* **Prompt A**
In the piece about Bath, whose bust is above the door of the house once owned by Catherine Macauley?

* **Source**
I think this is one of my favourite doorways in Bath. I particularly like the candle snuffers each side and the winch on the left to take goods including coal down to the basement. It was once owned by Catherine Macauley, one of the first female British historians. I think she must have been quite a character. She was described by a friend as “a very sensible and agreeable woman and much more deeply learned than beseems such a fine lady”. She wrote an eight volume history of England and travelled widely. Catherine even stayed with George Washington and his family at Mount Vernon. At the age of 47 she caused a scandal by marrying 21 year old William Graham. She greatly admired the Anglo saxons and the bust above the door is of Alfred the Great.

I could spot many Bath streets in Bridgerton as people went for carriage rides or promenades. When they were filming they covered the modern road surfaces with mud but in regency times the posh part of Bath would have had stone setts or cobbles. The paperboy walks along the Royal Crescent pavement to deliver the Whistle down news and if you fancy visiting the Feathringtons, number 1 Royal Crescent is now a museum. On Sunday hot air balloons were drifting over the green in front of the Crescent adding to the regency vibe.

Hot air balloons over Bath

If you enjoyed the costumes you might also enjoy a visit to Bath fashion museum

Visitors to Bath might like to check out prices for activities they can book on line with getyourguide. (#affiliate link).

(Pointing entries for labeled objects)
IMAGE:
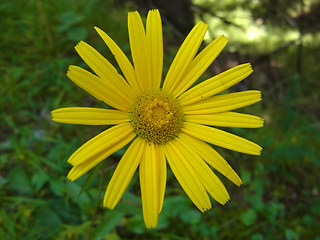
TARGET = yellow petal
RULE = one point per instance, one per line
(95, 86)
(139, 50)
(155, 44)
(209, 180)
(221, 138)
(89, 116)
(216, 84)
(212, 157)
(104, 69)
(201, 62)
(163, 175)
(187, 177)
(125, 65)
(124, 173)
(101, 143)
(150, 185)
(226, 119)
(184, 57)
(223, 103)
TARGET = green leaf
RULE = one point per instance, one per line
(249, 217)
(257, 236)
(77, 33)
(290, 234)
(112, 218)
(19, 180)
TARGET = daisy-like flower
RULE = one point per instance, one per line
(170, 122)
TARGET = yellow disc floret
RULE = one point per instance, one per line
(157, 117)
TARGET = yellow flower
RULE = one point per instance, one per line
(162, 122)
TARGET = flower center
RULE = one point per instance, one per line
(157, 117)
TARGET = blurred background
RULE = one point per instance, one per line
(279, 198)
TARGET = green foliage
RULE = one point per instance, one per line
(279, 198)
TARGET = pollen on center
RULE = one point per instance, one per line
(157, 117)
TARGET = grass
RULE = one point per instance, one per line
(280, 195)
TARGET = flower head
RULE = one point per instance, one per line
(170, 122)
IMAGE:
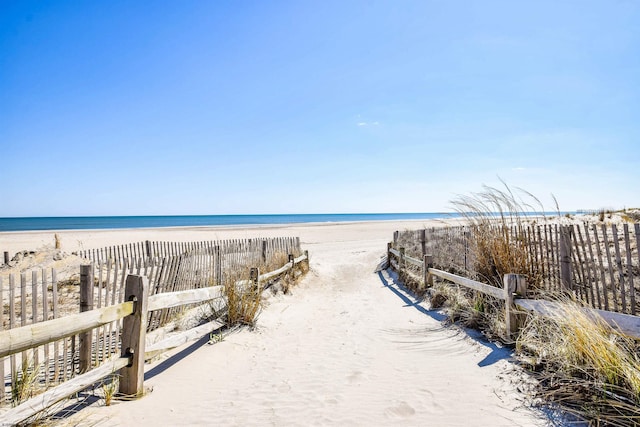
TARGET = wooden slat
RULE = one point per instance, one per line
(26, 337)
(178, 298)
(625, 323)
(34, 310)
(592, 267)
(45, 317)
(616, 245)
(472, 284)
(182, 338)
(613, 286)
(2, 386)
(12, 324)
(43, 401)
(603, 280)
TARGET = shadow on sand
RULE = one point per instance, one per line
(397, 287)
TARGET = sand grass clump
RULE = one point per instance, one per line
(585, 367)
(468, 308)
(244, 298)
(26, 383)
(497, 219)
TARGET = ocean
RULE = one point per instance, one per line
(111, 222)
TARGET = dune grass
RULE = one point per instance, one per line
(584, 366)
(493, 214)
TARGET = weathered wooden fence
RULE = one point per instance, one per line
(39, 297)
(514, 293)
(598, 263)
(240, 249)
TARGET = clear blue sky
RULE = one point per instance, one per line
(223, 107)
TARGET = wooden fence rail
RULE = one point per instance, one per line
(130, 363)
(514, 293)
(599, 264)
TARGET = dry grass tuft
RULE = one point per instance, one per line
(26, 384)
(497, 218)
(244, 298)
(585, 367)
(469, 309)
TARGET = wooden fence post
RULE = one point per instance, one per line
(254, 275)
(134, 328)
(86, 304)
(427, 263)
(514, 284)
(465, 235)
(264, 252)
(566, 233)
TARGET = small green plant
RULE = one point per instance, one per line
(109, 388)
(215, 337)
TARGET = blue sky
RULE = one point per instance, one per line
(231, 107)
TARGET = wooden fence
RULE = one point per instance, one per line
(514, 292)
(255, 250)
(598, 263)
(39, 296)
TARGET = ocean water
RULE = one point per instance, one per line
(110, 222)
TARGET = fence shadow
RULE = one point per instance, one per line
(401, 291)
(172, 360)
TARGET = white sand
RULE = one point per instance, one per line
(347, 347)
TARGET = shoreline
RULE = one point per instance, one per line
(81, 239)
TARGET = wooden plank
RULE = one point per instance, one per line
(603, 280)
(42, 401)
(34, 310)
(578, 268)
(86, 304)
(26, 337)
(12, 324)
(472, 284)
(178, 298)
(2, 359)
(180, 339)
(276, 273)
(613, 287)
(636, 228)
(45, 317)
(23, 311)
(133, 336)
(616, 245)
(56, 345)
(592, 267)
(624, 323)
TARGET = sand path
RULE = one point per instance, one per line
(347, 347)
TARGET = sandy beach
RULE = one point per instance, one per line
(348, 346)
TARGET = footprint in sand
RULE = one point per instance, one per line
(401, 410)
(354, 377)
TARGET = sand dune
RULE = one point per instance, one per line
(347, 347)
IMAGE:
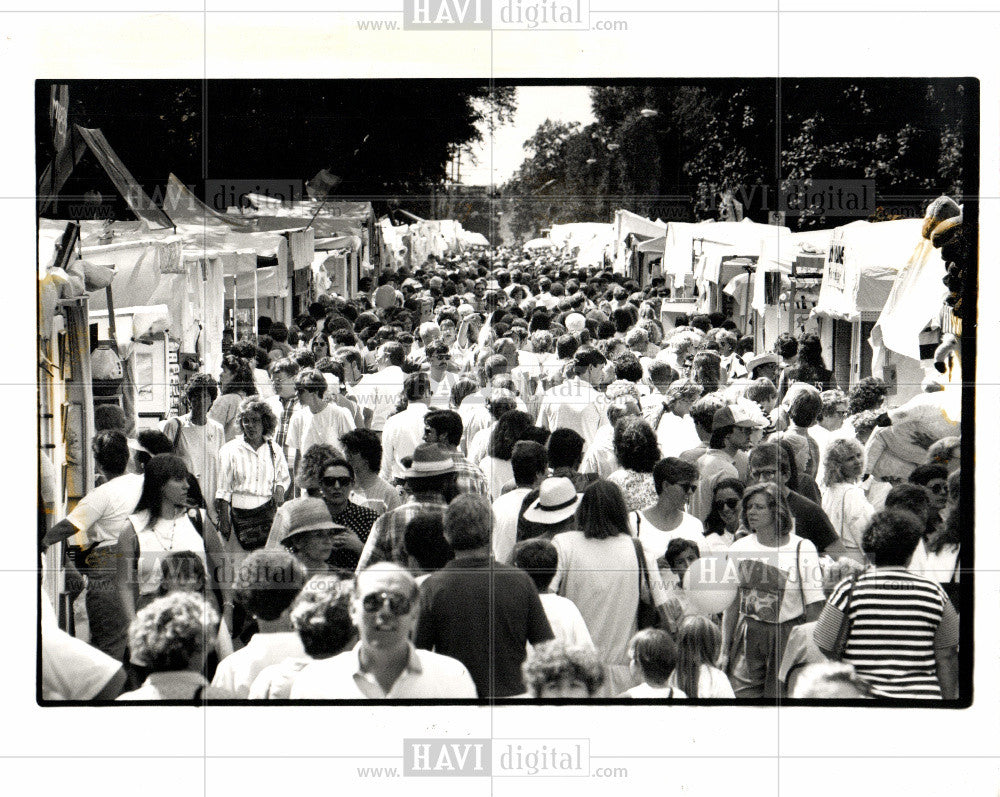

* **Prompt B**
Locate each line in the records above that has the word "center", with case counting, and copy those lines.

* **Written response A**
Alfred the Great

* **Written response B**
TARGET = flower center
TARGET = pollen on center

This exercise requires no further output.